::: Excerpt to read
Revised: 4/14/2019
This February, thanks to the support of Drs. Angela Elkordy and Ayn Keneman, classmates Tori Alland, Mia Gutsell, and I had the privilege to co-present at ICE 2018 — the Illinois Computing Educators conference. Our workshop was nearly two hours and entitled, “In Real Life: Designing Digital Learning Experiences”. In planning the workshop, we felt it was important that our session not present pie-in-the-sky ideals designed for no classroom that ever existed anywhere. We also agreed that in 2018 “in real life” digital learning should be student-centered. Thus, we developed a session that addressed school and classroom realities most teachers face day-to-day. Tori’s presentation focused on the nuts and bolts of instituting Genius Hour as a means of recruiting students’ interests. Mia modeled ways for students to demonstrate their learning through collaborative creation of digital media presentations using Google Slides. My interpretation of “in real life” and student-centeredness focused on the importance of connected learning as a framework for infusing information and communication technologies (ICT) throughout the curriculum by refining extant unit and lesson plans. In addition, we wanted attendees to recognize that Genius Hour and collaborative digital projects are examples of connected learning. It was our intention, too, that attendees take the ideas we presented back to their schools and implement them with confidence knowing that they already had everything they needed to do so without having to reinvent the wheel. In essence, the session was two parts practical application and one part theory. Or, two parts how and one part why.
Educators’ Experience
As attendees were participating in our warm-up and context-setting activity, one educator asked, “Is it your assumption that we know nothing about your topic?” In the moment, it was difficult not to be defensive. It felt like an immediate challenge to the legitimacy of our presentation. The irony was that we had been planning under a considerable assumption that at a conference for computing educators our audience would indeed be highly versed in Connected Learning concepts and deeply experienced in the collaborative, student-centered content we were presenting. However, at a point in the planning, we realized we could not make such an assumption. Thus, we built in ways to tailor our presentations for the audience in front of us. This included a poll designed to assess attendees’ knowledge and experience level with Connected Learning, the results of which would determine which of three presentations I would use.
Despite the above attendee seeming to imply that the room was full of educators possessing considerable knowledge about our topic, it turned out not to be the case. This was evident not only in the poll results, but in attendees’ intense focus, participation, and the nature of the questions they asked about Genius Hour, collaborative document editing, and incorporating Connected Learning elements into instructional plans. Their desire to know more also showed when nearly all attendees stayed well past the official session end time to continue conversation and ask more clarifying and probing questions of we three presenters and our professors.
::::::
::: Data lines
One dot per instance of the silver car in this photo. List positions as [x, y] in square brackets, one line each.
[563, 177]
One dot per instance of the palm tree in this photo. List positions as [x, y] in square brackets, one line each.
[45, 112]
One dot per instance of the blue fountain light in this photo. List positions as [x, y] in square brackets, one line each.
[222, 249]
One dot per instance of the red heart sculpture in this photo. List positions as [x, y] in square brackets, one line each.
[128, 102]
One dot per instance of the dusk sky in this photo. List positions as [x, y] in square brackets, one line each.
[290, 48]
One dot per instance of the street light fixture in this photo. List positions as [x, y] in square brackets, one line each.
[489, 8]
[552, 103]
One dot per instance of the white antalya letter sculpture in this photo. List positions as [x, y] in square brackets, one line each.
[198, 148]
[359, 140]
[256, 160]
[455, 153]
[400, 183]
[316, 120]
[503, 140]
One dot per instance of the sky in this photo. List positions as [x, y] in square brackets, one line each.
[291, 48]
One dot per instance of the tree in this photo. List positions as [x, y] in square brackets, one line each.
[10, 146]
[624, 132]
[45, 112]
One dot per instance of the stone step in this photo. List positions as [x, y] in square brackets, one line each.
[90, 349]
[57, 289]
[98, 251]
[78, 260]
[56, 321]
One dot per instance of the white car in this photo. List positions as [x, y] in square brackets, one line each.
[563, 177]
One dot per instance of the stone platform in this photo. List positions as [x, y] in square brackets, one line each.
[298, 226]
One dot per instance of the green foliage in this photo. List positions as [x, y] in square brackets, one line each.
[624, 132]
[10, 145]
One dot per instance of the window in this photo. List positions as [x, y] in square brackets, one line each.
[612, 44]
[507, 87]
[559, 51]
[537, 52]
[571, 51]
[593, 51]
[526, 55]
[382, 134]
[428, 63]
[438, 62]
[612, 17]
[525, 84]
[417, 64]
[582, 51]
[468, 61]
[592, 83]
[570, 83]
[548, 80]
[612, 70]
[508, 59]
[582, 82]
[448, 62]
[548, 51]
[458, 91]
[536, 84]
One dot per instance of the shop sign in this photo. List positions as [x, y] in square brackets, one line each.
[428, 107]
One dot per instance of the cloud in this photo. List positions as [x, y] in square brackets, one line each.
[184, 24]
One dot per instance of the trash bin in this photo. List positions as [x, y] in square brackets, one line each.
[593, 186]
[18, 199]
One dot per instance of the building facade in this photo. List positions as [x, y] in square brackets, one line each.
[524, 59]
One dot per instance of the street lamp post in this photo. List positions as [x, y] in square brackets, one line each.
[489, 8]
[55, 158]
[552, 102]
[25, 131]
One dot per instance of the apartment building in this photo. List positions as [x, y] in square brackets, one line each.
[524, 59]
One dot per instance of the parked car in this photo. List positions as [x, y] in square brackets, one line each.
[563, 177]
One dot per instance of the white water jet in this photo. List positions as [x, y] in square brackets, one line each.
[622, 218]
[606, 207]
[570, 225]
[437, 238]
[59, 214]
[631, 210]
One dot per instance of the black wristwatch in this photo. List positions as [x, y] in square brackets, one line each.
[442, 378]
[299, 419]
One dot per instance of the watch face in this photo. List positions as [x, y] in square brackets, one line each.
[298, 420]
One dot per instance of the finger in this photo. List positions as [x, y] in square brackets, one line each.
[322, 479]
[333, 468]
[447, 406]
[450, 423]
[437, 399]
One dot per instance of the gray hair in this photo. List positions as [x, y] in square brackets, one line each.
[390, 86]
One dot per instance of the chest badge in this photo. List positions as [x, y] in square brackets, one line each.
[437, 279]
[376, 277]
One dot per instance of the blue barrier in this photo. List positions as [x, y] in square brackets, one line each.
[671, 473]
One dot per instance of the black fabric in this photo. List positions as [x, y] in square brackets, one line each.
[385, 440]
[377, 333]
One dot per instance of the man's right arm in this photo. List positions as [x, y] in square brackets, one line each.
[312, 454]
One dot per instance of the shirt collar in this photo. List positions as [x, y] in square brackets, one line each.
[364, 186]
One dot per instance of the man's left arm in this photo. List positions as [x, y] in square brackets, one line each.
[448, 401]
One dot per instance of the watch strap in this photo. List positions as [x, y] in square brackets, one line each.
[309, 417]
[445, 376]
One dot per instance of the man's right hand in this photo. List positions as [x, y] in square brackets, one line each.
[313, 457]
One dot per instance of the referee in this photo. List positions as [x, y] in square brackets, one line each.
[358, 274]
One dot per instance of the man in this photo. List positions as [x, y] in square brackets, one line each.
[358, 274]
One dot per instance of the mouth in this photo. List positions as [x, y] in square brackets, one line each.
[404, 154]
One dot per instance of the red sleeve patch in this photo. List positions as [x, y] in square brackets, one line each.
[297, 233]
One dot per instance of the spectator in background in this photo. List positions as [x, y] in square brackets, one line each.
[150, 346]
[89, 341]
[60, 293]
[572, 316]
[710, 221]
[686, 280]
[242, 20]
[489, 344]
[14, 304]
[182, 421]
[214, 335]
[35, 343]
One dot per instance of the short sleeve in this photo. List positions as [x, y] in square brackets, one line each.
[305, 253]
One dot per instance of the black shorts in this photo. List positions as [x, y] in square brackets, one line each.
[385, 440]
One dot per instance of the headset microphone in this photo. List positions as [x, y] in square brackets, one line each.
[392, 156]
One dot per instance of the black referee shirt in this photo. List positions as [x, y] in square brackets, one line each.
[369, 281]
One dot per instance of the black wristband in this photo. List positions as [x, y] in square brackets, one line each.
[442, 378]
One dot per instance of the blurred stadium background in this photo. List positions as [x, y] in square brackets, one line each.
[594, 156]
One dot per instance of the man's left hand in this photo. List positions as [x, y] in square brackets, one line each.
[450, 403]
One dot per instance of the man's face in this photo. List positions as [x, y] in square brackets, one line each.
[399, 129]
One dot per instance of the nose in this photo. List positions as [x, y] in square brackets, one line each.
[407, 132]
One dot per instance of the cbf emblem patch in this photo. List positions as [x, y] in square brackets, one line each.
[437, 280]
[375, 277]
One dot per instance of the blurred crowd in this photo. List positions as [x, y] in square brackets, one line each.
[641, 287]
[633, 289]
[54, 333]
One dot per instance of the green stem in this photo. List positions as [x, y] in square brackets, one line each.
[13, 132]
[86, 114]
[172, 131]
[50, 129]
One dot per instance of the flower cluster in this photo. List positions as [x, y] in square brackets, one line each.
::::::
*Task list*.
1) From the ICE 2018 workshop post, copy word for word the passage starting at "Despite the above" up to and including "and our professors.".
2) Extend the ICE 2018 workshop post by writing the text that would follow its final sentence.

*Exercise results*.
1)
Despite the above attendee seeming to imply that the room was full of educators possessing considerable knowledge about our topic, it turned out not to be the case. This was evident not only in the poll results, but in attendees’ intense focus, participation, and the nature of the questions they asked about Genius Hour, collaborative document editing, and incorporating Connected Learning elements into instructional plans. Their desire to know more also showed when nearly all attendees stayed well past the official session end time to continue conversation and ask more clarifying and probing questions of we three presenters and our professors.

2)
Why It Matters
In a previous post, I wrote about ICT use and Connected Learning as an equity issue. Teachers set curricular priorities and make instructional choices based more often on their belief systems than their knowledge systems. These priorities and choices are based, in turn, not on what they know, but on what they believe they know and are able to do. Their decisions are also based on their beliefs about what their students are capable of learning. (More in Navigating Teacher Beliefs, Connected Learning, and Practice-Based Inquiry for Equitable ICT Integration, Part 1.) Therefore, the kinds of learning students experience are not solely determined by what teachers know, but in part by what they believe they and their students are capable of when using ICT as methods for teaching and learning.
Consider the latest data available from the National Center for Education Statistics which shows that the access gap has narrowed nearly to the point of disappearing. However, where the gaps persist race, income, and education levels correlate. When looking at how teachers use ICT, all of the numbers are troubling given how few students use ICT for learning beyond basic skills and research — whether looking at urban or suburban contexts. However, more urban teachers report they “rarely” use ICT for learning tasks that involve tenets of Connected Learning such as corresponding with others for learning, blogging or using social media to engage with authentic audiences, or collaborating to create digital resources such as wikis than do their suburban, town, and rural colleagues. At the other end of the scale, urban teachers report they are more likely to use ICT “sometimes or often” for word processing and learning or practicing basic skills than their suburban, town, and rural colleague. These survey results would indicate urban and high poverty students have fewer opportunities to learn using ICT, than do students in suburban, town and rural schools. And when they do, teachers more often provide opportunities for students to use ICT for word processing, basic skills practice, and research (i.e: low-level cognition, substitution and augmentation levels of SAMR). Urban students are less likely to experience learning using digital, networked technology to create, collaborate, and work with authentic audiences and feedback (i.e: high-level cognition, modification and redefinition levels of SAMR, and the 4C’s [PDF]) than their counterparts in suburban, town, and rural school.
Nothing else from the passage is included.